Problem statement:
Answer these from the study excerpt on combined spinal epidural analgesia:
(a) What p value was set for statistical significance?
(b) What was the mean time for two segment regression of the spinal component?
(c) What dose of fentanyl were the intrathecal drugs added to?

Passage provided:
--------------------
Statistical Analysis- In the present study, results are given as mean±standard deviation and range values for continuous data. Students test was used to compare the two groups, categorical data are expressed as number and percentages and difference between the groups was compared by chi-square test. A p value of 0.05 or less was set for statistical significance.

Maternal hypotension of 15% was noted in both groups, which was statistically significant. Onset of sensory analgesia in seconds showed a standard deviation of 38.12 with a mean difference of 47 seconds between the two groups was found to be statistically highly significant with a p value of <0.001. Maximal dermatomal level of sensory block achieved also showed statistically significant p value of <0.001. Two segment regression of spinal component of CSE showed a mean difference of 13.1 mins. with a mean time of 89.7 mins. for regression.
In conclusion, we found that intrathecal ropivacaine 2.5 mg was as effective as intrathecal bupivacaine 1.25 mg when added to fentanyl 20 μg in providing labour analgesia using combined spinal epidural technique in the first stage of labour with more efficient sensory block in terms of longer duration of action and better VAS scores, minimal motor block and hypotension. Thus, ropivacaine 2.5 mg would provide a suitable alternative to bupivacaine with better analgesia and minimal adverse effects.
--------------------
Stored data:
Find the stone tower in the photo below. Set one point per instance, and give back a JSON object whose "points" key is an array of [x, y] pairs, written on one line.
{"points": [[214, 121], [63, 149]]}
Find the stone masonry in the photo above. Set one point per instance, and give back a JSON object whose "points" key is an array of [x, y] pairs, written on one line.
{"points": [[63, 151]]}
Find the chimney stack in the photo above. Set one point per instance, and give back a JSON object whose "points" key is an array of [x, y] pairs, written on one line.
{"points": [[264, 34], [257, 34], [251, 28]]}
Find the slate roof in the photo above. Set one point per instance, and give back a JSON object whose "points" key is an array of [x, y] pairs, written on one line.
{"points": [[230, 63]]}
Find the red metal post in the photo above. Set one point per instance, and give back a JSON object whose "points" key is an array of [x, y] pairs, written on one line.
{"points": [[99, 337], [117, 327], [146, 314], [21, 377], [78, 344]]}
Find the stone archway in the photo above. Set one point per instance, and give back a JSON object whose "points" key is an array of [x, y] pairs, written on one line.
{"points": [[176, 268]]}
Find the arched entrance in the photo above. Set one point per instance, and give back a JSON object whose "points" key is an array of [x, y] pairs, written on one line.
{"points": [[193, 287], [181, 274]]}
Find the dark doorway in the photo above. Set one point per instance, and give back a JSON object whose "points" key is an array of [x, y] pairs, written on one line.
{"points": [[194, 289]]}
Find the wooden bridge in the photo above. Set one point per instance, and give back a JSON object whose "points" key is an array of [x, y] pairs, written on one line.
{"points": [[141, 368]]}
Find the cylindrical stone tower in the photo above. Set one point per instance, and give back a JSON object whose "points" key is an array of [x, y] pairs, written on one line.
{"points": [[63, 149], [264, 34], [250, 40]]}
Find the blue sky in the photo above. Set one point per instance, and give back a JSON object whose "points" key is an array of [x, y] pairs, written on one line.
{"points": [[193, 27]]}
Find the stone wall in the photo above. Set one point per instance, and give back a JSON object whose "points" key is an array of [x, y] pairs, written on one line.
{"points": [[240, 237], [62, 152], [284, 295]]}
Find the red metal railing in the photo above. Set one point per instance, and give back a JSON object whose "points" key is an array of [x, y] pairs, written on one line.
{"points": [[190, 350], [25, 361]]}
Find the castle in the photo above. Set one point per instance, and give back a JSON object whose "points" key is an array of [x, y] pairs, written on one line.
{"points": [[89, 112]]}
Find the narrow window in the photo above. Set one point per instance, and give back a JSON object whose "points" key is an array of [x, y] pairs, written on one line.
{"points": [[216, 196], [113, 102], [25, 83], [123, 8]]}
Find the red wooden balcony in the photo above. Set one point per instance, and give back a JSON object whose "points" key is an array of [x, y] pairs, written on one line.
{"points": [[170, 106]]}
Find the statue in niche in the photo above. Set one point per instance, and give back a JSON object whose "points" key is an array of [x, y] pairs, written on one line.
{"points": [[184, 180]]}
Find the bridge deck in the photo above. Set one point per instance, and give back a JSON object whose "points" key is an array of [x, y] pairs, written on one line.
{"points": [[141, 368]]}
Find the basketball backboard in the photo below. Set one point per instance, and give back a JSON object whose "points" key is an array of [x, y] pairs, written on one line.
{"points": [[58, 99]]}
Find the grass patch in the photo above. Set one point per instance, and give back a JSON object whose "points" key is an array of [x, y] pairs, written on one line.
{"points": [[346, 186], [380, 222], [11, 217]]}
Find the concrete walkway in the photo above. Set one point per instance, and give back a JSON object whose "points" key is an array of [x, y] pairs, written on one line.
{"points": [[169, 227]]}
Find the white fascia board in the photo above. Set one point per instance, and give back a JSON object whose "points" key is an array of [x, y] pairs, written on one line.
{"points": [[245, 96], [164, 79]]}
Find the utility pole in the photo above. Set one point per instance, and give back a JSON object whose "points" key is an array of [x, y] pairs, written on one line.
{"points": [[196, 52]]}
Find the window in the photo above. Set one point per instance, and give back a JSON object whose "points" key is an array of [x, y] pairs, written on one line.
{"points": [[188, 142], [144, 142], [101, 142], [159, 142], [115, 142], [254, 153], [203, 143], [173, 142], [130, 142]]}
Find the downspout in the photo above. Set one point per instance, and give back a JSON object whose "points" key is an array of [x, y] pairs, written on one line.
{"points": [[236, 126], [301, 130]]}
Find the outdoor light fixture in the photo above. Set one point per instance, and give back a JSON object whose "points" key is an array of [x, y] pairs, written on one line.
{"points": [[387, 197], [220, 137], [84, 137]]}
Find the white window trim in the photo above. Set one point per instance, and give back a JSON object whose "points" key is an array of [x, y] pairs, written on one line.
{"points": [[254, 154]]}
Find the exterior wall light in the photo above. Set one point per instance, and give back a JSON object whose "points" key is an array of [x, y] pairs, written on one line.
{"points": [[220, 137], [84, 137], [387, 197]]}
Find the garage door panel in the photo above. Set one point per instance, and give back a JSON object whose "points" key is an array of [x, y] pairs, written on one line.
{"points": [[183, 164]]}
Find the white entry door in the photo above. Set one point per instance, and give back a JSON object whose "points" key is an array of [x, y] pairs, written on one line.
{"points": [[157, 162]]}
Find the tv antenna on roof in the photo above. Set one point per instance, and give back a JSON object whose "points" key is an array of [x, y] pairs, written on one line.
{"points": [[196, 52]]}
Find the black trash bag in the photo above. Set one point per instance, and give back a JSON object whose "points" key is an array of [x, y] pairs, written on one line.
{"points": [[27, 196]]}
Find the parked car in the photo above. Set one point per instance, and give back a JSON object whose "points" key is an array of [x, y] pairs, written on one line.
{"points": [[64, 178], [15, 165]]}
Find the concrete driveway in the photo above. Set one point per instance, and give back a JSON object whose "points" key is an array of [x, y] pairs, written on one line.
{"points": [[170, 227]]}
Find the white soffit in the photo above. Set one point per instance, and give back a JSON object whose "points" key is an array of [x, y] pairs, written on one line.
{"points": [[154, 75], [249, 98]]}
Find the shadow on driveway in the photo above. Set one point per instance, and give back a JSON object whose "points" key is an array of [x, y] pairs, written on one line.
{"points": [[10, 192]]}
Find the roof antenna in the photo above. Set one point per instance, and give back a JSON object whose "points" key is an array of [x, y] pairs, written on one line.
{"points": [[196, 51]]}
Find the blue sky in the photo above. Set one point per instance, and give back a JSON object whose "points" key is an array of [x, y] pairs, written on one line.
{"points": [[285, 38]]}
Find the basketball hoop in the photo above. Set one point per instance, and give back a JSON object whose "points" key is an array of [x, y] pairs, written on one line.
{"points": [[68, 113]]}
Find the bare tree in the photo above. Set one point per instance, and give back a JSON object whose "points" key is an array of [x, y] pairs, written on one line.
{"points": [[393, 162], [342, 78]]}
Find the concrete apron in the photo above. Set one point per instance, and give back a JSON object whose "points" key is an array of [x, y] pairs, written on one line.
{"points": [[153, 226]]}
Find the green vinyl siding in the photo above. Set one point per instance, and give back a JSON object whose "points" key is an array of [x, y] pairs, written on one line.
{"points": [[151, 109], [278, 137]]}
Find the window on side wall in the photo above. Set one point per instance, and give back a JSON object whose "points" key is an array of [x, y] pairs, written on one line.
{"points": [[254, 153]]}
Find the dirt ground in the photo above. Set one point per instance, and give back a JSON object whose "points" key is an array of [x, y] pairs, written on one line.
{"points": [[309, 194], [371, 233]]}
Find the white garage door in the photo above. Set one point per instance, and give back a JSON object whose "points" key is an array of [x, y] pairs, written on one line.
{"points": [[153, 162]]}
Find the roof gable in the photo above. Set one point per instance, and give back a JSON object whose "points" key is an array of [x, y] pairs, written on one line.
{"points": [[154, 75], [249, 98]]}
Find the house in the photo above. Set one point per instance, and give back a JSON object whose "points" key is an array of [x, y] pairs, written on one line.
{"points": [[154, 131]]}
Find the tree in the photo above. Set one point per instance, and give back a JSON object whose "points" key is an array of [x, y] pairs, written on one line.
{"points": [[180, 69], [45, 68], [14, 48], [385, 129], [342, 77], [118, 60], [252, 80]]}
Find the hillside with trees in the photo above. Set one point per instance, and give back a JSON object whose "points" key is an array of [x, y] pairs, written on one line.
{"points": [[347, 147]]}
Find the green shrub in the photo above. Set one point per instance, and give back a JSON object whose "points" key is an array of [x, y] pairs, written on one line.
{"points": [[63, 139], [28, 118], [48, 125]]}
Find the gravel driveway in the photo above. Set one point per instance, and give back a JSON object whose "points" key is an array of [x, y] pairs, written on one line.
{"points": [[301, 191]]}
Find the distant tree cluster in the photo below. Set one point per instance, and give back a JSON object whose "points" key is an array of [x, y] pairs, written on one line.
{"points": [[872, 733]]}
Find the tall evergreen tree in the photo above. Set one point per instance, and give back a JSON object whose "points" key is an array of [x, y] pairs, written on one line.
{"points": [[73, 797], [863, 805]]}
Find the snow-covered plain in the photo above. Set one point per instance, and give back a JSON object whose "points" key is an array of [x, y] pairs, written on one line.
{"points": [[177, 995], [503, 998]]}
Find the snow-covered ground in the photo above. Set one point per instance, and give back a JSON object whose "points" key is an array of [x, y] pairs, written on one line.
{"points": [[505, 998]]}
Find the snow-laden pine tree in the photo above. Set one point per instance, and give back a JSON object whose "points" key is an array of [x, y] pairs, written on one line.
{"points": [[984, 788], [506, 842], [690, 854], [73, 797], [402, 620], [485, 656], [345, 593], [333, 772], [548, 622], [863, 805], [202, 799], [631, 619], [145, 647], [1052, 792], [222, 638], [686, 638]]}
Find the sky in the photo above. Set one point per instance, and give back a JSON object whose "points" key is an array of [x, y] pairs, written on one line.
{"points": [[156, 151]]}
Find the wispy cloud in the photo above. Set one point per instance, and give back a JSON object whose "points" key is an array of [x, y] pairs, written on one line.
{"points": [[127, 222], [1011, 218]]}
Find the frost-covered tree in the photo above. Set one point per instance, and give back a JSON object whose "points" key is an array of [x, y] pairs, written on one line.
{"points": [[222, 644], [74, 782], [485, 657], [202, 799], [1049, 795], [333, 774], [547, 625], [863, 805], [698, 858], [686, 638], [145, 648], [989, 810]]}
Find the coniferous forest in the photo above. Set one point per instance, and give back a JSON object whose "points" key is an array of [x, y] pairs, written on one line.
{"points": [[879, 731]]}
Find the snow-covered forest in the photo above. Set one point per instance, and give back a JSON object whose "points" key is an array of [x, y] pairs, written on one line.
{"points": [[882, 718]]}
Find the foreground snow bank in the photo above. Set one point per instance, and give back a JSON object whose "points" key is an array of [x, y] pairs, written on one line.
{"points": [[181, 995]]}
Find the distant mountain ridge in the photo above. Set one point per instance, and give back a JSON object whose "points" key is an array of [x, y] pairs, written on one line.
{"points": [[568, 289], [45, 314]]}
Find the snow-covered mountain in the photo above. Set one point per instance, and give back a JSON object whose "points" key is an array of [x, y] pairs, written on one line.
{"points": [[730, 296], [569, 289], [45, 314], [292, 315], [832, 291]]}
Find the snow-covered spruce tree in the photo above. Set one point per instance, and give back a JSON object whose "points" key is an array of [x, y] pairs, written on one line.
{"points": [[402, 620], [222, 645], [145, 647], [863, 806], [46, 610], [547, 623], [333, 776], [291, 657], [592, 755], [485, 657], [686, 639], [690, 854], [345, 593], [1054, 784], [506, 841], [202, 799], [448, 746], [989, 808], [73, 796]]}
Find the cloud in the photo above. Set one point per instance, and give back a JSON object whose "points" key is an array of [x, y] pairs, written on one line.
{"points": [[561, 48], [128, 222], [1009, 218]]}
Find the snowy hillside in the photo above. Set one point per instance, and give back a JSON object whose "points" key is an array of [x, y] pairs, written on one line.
--------------------
Your solution:
(a) 0.05 or less
(b) 89.7 mins.
(c) 20 μg